═══ SUPPLIED PASSAGE ═══

- Title card
- Genre: Action, Fantasy, Drama, Romance, Horror, Comedy
- Created by: ABS-CBN Studios Francisco V. Coching
- Directed by: Wenn V. Deramas Trina N. Dayrit Erick C. Salud Dondon S. Santos Jerome C. Pobocan
- Starring: Matt Evans
- Opening theme: "Bitiw" by Sponge Cola
- Country of origin: Philippines
- Original language: Filipino
- No. of episodes: 33

Production
- Production locations: Balagtas and San Jose Del Monte, Bulacan
- Running time: 75 minutes

Original release
- Network: ABS-CBN
- Release: September 9, 2006 – April 28, 2007

Related
- Pedro Penduko at ang Mga Engkantao

= Da Adventures of Pedro Penduko =

Komiks Presents: Da Adventures of Pedro Penduko (lit. The Adventures of Pedro Penduko) is a Philippine television drama fantasy series broadcast by ABS-CBN. The series is the first installment of Komiks. Directed by Wenn V. Deramas, Trina N. Dayrit, Erick C. Salud, Dondon S. Santos, Jerome C. Pobocan, it stars Matt Evans in this role. It aired on the network's Saturday evening line up from September 9, 2006 to April 28, 2007, and was replaced by Pedro Penduko at ang Mga Engkantao.

Unlike the stories in the first two seasons of Komiks, which were mostly presented in a single episode or at most in two episodes, Da Adventures of Pedro Penduko will span the entire third (and fourth) season of the series.

This series is currently available on Jeepney TV's Youtube Channel

==The Komiks TV series version==
In Komiks: Da Adventures of Pedro Penduko, the ABS-CBN network re-introduces the stories of Pedro, with Matt Evans of Pinoy Big Brother: Teen Edition fame in the title role. Also in the cast are Albert Martinez, Agot Isidro, Melissa Ricks, Bembol Roco, TJ Trinidad, comedian Kitkat, Deejay Durano, Olyn Membian and Gloria Romero. The small screen story stays true to the original, but is given a new and more sophisticated look.

═══

*TASKS*:
- A) List every director named in the passage on Da Adventures of Pedro Penduko.
- B) Summarize the passage on Da Adventures of Pedro Penduko in two sentences.
The lines that follow are drawn from a separate source.

═══ MATERIAL SUPPLIED ═══

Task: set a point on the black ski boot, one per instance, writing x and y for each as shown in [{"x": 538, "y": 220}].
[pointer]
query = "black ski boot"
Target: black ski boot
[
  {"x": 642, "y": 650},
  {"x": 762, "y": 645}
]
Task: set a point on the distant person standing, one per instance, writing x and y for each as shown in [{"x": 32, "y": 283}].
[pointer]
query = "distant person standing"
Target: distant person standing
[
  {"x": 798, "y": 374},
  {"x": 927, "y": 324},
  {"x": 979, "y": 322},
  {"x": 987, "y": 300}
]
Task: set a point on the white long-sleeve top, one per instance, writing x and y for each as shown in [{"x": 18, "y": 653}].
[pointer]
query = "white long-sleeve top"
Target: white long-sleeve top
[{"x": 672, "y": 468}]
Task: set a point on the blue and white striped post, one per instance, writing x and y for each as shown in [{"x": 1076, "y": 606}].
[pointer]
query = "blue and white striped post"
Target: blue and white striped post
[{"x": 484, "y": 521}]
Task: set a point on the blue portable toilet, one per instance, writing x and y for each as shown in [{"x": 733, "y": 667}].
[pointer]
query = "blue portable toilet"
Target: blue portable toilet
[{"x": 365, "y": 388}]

═══
═══ MATERIAL SUPPLIED ═══

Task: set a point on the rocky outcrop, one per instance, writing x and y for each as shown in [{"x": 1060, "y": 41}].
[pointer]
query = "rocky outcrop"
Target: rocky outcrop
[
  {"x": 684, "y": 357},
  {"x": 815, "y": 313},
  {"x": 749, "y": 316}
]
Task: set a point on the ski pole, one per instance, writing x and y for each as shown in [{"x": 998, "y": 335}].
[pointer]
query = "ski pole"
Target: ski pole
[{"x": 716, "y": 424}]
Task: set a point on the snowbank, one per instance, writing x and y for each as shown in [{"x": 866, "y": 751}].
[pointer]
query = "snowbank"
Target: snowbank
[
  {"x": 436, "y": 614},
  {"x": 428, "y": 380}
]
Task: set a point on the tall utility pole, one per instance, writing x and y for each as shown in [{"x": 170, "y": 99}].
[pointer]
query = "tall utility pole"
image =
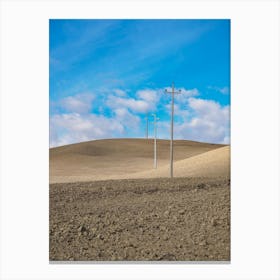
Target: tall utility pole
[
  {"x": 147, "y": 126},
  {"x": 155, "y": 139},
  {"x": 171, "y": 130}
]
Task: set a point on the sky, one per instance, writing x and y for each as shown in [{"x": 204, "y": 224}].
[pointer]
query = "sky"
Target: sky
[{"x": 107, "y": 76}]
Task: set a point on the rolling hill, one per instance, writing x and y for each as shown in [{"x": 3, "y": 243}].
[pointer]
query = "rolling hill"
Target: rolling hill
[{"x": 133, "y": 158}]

═══

*SOLUTIONS*:
- A)
Wenn V. Deramas
Trina N. Dayrit
Erick C. Salud
Dondon S. Santos
Jerome C. Pobocan

- B) Da Adventures of Pedro Penduko is a Philippine television drama fantasy series that ABS-CBN broadcast as the first installment of Komiks, with Matt Evans in the title role. It aired on Saturday evenings from September 9, 2006 to April 28, 2007, spanning the entire third and fourth seasons rather than one or two episodes, and it retells Pedro's stories faithfully but with a new and more sophisticated look.